*TEXTO DO DOCUMENTO*
▼

Palavras-chave: coleções botânicas, descrição de paisagens, Flora Brasiliensis

ABSTRACT

Of the 65 authors and 135 collaborators of the magnificent botanical publication Flora Brasiliensis, initially edited by Martius, and later by Eichler and Urban, published between 1840 and 1906, there were only two women: Maria Graham and the princess Therese von Bayern. Here the authors discuss the contribution made by Maria Graham during her three trips to Brazil (between 1821 and 1825, under Dom Pedro I, emperor of Brazil). She described landscapes and collected botanical specimens that were sent to England and were used by monographers of the said Flora. Maria Graham's contribution to the historical study of landscapes and aspects of the Brazilian flora is limited, but very important because she was recording her first impressions at the time. Besides her interesting descriptions and objective observations, she often documented her work with artistic renditions. A woman beyond her time, Mrs. Graham cultivated the friendship of men and women alike. This puts her in the privileged position of a first-hand witness of that moment in the history of the Brazilian monarchy.

Key words: botanical collections, landscape descriptions, Flora Brasiliensis

Introdução

Nos séculos anteriores ao XX, a ciência era um mundo predominantemente de homens, sendo poucas as mulheres que se aventuraram neste campo. Na Botânica não foi diferente. A presença de mulheres em campo, em busca de documentação e caracterização da flora e nas múltiplas atividades de laboratório era escassa. Eram raras também mulheres que descreveram a paisagem e elementos da flora brasileira de então. A Flora Brasiliensis demonstra, com clareza, a predominância da presença masculina no âmbito das ciências botânicas à época. Idealizada e inicialmente editada por Karl Friederich Philipp von Martius e, sucessivamente editada por August Wilhelm Eichler e Ignatz Urban, esta obra trata do conjunto de espécies da flora brasileira até então conhecidas. Entre 1840 e 1906, quando foram publicadas as 40 partes, originalmente na forma de 140 fascículos, nenhum outro projeto havia reunido tantos cientistas com a finalidade de elaborar a flora de uma região (Emmerich 1994). Nesta obra são tratados 22.767 espécies das quais 5.689 eram novas para a ciência. Além das descrições são incluídas 3.811 pranchas que ilustram características de 6.246 espécies. Uma descrição da obra e suas estampas digitalizadas encontra-se em www.florabrasiliensis.cria.org.br.

▲

*DADOS DO EXERCÍCIO*
▼

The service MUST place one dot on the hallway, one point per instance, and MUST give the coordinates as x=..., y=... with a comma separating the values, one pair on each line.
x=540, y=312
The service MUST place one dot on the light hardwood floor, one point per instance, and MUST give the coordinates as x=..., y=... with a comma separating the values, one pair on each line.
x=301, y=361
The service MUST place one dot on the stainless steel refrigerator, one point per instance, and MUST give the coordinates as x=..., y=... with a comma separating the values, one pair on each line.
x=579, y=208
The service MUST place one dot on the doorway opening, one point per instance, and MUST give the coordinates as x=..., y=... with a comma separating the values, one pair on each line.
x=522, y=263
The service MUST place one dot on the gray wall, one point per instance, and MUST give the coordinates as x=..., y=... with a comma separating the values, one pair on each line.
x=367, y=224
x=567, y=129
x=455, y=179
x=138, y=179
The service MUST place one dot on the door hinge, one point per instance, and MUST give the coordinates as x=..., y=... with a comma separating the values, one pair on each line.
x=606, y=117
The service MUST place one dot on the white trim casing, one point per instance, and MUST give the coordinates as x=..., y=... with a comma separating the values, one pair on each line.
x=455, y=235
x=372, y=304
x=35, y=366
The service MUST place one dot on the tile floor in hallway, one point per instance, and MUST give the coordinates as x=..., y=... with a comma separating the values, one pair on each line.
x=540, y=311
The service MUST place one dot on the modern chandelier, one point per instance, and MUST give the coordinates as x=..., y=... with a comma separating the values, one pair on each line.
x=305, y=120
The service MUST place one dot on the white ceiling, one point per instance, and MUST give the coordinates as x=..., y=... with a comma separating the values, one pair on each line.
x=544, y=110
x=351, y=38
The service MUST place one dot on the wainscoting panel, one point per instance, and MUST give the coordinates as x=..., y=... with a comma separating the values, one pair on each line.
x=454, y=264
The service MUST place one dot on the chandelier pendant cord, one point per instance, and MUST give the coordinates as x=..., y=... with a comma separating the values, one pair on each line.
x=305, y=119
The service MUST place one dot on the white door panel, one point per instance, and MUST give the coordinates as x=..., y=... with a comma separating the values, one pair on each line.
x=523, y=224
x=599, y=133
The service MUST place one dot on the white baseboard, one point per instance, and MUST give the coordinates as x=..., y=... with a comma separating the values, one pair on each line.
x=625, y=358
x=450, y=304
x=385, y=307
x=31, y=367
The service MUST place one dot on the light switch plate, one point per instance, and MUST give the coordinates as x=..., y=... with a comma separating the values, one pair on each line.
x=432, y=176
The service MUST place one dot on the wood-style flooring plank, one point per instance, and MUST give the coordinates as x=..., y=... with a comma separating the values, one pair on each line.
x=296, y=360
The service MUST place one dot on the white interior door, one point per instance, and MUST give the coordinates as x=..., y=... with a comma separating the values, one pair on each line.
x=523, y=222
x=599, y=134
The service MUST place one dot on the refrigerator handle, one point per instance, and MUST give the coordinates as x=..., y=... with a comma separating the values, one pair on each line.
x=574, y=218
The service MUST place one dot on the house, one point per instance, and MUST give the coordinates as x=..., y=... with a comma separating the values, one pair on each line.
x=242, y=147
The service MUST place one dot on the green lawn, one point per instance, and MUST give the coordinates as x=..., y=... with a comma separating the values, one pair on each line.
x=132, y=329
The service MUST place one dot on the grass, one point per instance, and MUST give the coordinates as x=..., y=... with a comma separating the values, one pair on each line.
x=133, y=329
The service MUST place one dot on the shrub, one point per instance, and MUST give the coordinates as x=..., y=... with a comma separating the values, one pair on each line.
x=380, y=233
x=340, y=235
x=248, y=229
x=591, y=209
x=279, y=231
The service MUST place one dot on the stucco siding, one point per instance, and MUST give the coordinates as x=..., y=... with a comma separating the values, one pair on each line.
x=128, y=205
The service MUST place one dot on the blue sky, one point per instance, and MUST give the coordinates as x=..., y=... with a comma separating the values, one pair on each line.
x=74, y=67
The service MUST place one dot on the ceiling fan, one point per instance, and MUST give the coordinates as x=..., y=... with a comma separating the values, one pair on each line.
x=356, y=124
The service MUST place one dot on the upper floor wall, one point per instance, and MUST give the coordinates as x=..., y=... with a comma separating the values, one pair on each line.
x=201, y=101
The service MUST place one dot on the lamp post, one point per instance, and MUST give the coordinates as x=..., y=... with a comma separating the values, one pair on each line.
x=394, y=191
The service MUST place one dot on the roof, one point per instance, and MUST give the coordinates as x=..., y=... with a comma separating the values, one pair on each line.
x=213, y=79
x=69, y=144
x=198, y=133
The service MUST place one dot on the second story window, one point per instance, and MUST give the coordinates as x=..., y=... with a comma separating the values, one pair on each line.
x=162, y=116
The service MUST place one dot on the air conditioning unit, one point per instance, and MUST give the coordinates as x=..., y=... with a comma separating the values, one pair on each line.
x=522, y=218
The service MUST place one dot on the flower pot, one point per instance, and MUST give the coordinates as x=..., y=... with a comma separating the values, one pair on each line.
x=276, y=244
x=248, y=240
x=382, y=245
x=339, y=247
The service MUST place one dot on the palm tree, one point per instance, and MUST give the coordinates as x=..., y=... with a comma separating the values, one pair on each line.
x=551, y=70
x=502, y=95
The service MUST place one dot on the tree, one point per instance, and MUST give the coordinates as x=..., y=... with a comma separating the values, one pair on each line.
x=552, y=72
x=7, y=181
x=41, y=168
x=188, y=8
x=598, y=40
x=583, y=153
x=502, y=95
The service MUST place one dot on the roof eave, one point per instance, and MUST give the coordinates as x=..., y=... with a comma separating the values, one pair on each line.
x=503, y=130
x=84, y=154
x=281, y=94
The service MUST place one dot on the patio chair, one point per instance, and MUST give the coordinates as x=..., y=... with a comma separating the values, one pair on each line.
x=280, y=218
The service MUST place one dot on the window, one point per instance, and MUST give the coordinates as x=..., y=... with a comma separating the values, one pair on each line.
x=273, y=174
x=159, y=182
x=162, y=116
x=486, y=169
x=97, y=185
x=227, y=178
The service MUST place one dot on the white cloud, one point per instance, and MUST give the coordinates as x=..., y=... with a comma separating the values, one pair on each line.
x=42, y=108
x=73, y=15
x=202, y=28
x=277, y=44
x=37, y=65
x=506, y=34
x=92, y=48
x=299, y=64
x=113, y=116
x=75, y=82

▲

*REQUISITOS DO EXERCÍCIO*
Dê continuidade ao texto sobre Maria Graham e a Flora Brasiliensis, começando logo após a última frase apresentada.

*ÁREA DE RESPOSTA*
Para estudar todo o acervo de espécimes coletados no Brasil, e mais aqueles que chegaram à Europa durante a elaboração dos estudos, Martius convidou 65 cientistas especialistas em taxonomia de plantas e fungos ("collaboratores"), todos europeus, dentre os quais não há um único nome feminino. Os estudos taxonômicos foram baseados em exemplares coletados por 135 colecionadores, sendo 35 alemães, 25 brasileiros, 22 ingleses, 13 franceses, 12 suecos, 10 austríacos, seis dinamarqueses, dois russos, dois belgas, dois suíços, dois italianos, um norte-americano, um espanhol, um holandês e um português (Urban 1906; Emmerich 1994).

O volume I da Flora Brasiliensis, publicado em 1906, traz a biografia dos coletores dos espécimes que serviram de base para os estudos dos diferentes grupos taxonômicos. Muitos destes coletores são bem conhecidos da maioria dos botânicos. Sobre eles Urban (1906) tece muitos comentários, tais como Martius, Saint-Hilaire, Pohl e Glaziou. Sobre outros, porém, ele diz muito pouco. Sobre Houlet informa apenas que coletou entre 1838-1839; sobre Antonio Gomes, que coletou em 1817; sobre Schornbaum que nasceu na Alemanha e morreu em Pernambuco; que Dr. Stephan, médico do séqüito da imperatriz D. Leopoldina, fez uma coleção de plantas em Minas Gerais, "prope Congonhas do Campo". Porém, duas mulheres mereceram de Urban (1906) certo destaque: Maria Graham e Therese Prinzessin von Bayern. No universo extenso de colaboradores (coletores e monografistas) há apenas estes dois nomes femininos. Esta nota faz uma breve leitura da colaboração de Maria Graham para a Botânica brasileira. As contribuições da princesa da Baviera serão analisadas posteriormente.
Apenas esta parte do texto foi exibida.